# start of Document passage

The list includes a variety of conservative judges who have ruled in Trump’s favor, as well as three sitting GOP senators who have backed Trump’s agenda while defending him during impeachment.

According to ABC, the current frontrunner is U.S. Circuit Judge Amy Coney Barrett, 48, a devout Catholic and pro-lifer.

She was already a finalist for the nomination in 2018 which eventually went to Brett Kavanaugh.

Barrett has previously written that Supreme Court precedents are not sacrosanct.

Liberals have taken these comments as a threat to the 1973 Roe v. Wade decision legalizing abortion nationwide.

Barrett wrote that she agrees ‘with those who say that a justice’s duty is to the Constitution, and that it is thus more legitimate for her to enforce her best understanding of the Constitution rather than a precedent she thinks clearly in conflict with it’.

She is a former member of the Notre Dame’s ‘Faculty for Life’ and in 2015 signed a letter to the Catholic Church affirming the ‘teachings of the Church as truth.’

Among those teachings were the ‘value of human life from conception to natural death’ and marriage-family values ‘founded on the indissoluble commitment of a man and a woman’.

Her deep Catholic faith was cited by Democrats as a large disadvantage, however, during her 2017 confirmation hearing for a seat on the U.S. Court of Appeals for the 7th Circuit.

‘If you’re asking whether I take my faith seriously and I’m a faithful Catholic, I am,’ Barrett responded during that hearing, ‘although I would stress that my personal church affiliation or my religious belief would not bear in the discharge of my duties as a judge.’

Among the others on Trump’s list are Senator Ted Cruz, Trump’s closest competition for the Republican nomination in 2016; Senator Tom Cotton of Arkansas, who immediately tweeted he would get rid of Roe v Wade if confirmed; and Department of Justice official Stephen Engel, who drafted a memo justifying denying cooperation with House investigations.

And also in the running are Christopher Landau, the current ambassador to Mexico; Republican Senator and Trump loyalist Josh Hawley; and Kentucky Attorney General Daniel Cameron, among others.

# end of Document passage
# start of Extracted information

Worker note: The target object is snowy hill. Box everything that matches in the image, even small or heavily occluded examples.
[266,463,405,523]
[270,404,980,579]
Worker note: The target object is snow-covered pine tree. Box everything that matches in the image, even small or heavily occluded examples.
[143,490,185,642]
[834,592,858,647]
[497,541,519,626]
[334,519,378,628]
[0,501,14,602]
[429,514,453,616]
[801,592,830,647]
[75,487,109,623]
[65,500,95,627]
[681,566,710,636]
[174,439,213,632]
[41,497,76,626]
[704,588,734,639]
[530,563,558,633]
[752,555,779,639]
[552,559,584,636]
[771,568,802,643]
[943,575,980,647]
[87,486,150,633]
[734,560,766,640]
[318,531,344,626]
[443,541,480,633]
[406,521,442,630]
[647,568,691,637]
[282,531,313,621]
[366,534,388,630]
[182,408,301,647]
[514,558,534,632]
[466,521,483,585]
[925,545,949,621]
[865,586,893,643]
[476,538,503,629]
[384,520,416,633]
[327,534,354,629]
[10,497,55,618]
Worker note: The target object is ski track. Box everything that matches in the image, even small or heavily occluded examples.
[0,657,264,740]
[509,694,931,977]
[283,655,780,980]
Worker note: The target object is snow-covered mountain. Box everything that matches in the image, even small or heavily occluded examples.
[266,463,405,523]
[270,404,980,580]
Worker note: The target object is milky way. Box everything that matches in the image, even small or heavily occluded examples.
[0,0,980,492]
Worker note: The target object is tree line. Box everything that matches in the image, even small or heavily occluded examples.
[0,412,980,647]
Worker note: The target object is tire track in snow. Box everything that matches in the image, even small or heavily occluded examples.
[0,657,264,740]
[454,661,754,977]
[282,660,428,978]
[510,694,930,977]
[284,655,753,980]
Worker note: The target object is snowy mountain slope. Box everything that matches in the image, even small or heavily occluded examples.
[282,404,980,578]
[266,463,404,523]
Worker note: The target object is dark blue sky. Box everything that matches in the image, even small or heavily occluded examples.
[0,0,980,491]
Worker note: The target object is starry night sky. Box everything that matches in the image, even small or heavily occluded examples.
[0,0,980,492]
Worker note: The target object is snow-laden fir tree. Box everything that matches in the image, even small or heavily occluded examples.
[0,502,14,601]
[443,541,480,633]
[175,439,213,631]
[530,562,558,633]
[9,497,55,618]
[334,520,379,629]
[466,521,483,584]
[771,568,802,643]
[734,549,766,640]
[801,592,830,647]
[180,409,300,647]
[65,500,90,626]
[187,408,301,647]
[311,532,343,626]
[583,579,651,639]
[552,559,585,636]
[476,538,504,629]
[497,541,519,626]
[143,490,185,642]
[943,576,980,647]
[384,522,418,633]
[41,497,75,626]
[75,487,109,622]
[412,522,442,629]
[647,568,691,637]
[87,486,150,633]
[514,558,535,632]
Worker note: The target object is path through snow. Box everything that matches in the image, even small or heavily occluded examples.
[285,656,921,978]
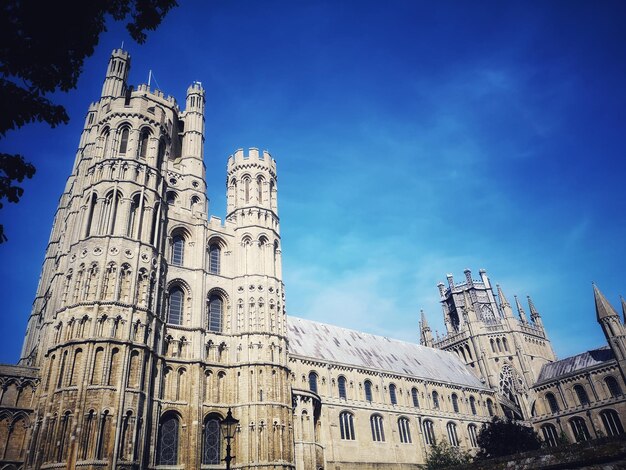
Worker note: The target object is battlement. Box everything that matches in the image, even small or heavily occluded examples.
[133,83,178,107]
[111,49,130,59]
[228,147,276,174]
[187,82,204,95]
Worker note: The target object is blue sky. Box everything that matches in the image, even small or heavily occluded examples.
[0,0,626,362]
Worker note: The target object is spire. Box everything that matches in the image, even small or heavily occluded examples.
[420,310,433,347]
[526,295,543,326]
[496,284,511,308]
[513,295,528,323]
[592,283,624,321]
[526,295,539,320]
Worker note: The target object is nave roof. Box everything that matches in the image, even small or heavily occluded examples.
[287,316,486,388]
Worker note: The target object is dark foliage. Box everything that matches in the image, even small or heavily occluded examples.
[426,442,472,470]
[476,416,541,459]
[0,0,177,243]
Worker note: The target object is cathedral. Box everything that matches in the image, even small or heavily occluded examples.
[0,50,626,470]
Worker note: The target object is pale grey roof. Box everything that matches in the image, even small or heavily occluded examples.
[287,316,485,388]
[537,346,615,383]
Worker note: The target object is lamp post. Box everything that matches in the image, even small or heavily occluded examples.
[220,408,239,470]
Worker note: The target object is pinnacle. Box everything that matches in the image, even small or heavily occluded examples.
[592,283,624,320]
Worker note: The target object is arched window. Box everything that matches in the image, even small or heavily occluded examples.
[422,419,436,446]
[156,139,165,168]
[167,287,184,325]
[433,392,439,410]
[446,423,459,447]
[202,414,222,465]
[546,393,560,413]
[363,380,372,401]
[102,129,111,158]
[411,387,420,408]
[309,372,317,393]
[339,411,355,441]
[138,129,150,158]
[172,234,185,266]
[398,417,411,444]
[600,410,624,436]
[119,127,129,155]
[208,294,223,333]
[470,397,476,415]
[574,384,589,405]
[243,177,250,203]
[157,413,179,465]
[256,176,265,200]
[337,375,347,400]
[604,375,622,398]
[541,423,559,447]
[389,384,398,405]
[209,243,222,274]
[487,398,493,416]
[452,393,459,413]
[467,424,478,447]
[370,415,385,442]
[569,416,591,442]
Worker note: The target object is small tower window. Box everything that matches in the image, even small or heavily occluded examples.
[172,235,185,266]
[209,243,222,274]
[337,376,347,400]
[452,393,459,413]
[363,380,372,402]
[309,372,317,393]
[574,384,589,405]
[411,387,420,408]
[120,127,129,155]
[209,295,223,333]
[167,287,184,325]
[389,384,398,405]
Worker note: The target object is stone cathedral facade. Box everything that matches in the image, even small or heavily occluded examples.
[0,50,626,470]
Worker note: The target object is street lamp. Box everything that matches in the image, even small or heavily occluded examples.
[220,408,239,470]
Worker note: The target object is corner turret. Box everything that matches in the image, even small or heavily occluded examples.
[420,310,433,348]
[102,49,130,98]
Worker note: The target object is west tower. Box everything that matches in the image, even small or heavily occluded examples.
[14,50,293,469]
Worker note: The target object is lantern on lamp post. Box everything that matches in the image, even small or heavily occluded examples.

# end of Extracted information

What is asked
(a) For the passage above about Trump's list of possible Supreme Court picks, say whether each statement agrees with it: (i) Barrett was a finalist for the 2018 nomination that went to Brett Kavanaugh; (ii) Tom Cotton is a senator from Kentucky; (iii) Barrett signed a letter to the Catholic Church in 2017. Answer yes or no for each and quote the words that decide it.
(b) Go on with the passage above about Trump's list of possible Supreme Court picks, starting right after its last sentence.

Answers per task
(a)
(i) Yes: "She was already a finalist for the nomination in 2018 which eventually went to Brett Kavanaugh."
(ii) No: "Senator Tom Cotton of Arkansas"
(iii) No: "in 2015 signed a letter to the Catholic Church"

(b)
Trump’s list includes several controversial choices, compiled of six women and fourteen men.

During a campaign speech in Bemidji, Minnesota on Friday night, delivered while unaware of Bader Ginsburg’s death, Trump declared that Senator Cruz would be the appointment he would make if given the opportunity.

He stated that ‘one of the things we have done that is so good with the Supreme Court, we have two Supreme Court justices. We will have at the end of my term approximately 300 federal judges’.

He later called Bader Ginsburg an ‘amazing woman’ having learned of her death.

Despite Cruz being named by Trump on Friday, the senator has said he does not want to sit on the court.

During an interview with Fox News on Sunday he was asked whether he wanted the job, to which he replied: ‘I don’t. It is deeply honoring, it’s humbling to be included in the list … but it’s not the desire of my heart. I want to be in the political fight.’

He was repeating a statement from 2016 in which he also said that the high court is ‘not the desire of my heart’, despite him writing a book about it that is set to be published on October 6.

James Ho is another Texas choice on the list, currently a judge on the 5th U.S. Circuit Court of Appeals and former Texas solicitor general.

One controversial potential choice is Senator Cotton, who immediately tweeted about overturning Roe v Wade if confirmed.

‘The Supreme Court could use some more justices who understand the difference between applying the law and making the law, which the Court does when it invents a right to an abortion, infringes on religious freedom, and erodes the Second Amendment,’ he wrote.

He added in another tweet: ‘It’s time for Roe v. Wade to go,’ in reference to the landmark abortion rights ruling.’

On Friday night, however, he tweeted his condolences over Bader Ginsburg’s death.

‘I extend my condolences to the family of Justice Ruth Bader Ginsburg for their loss. She dedicated her life to public service, and now she is at peace,’ he wrote.

Also on list is DOJ official Steven Engel, an assistant attorney general for office of legal counsel in Bill Barr’s Justice Department.

Engel drafted memo justifying the White House posture of stonewalling House committee requests for administration documents before there was a formal impeachment inquiry.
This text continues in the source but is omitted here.